● Task to complete:
Reproduce the material below word for word, keeping every line as it appears.
******************************
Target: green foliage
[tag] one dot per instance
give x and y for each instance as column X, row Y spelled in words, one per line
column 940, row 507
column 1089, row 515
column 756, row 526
******************************
● Exercise answer:
Target: green foliage
[tag] one dot per instance
give x and y for each instance as column X, row Y spelled in words, one per line
column 940, row 507
column 1089, row 515
column 756, row 526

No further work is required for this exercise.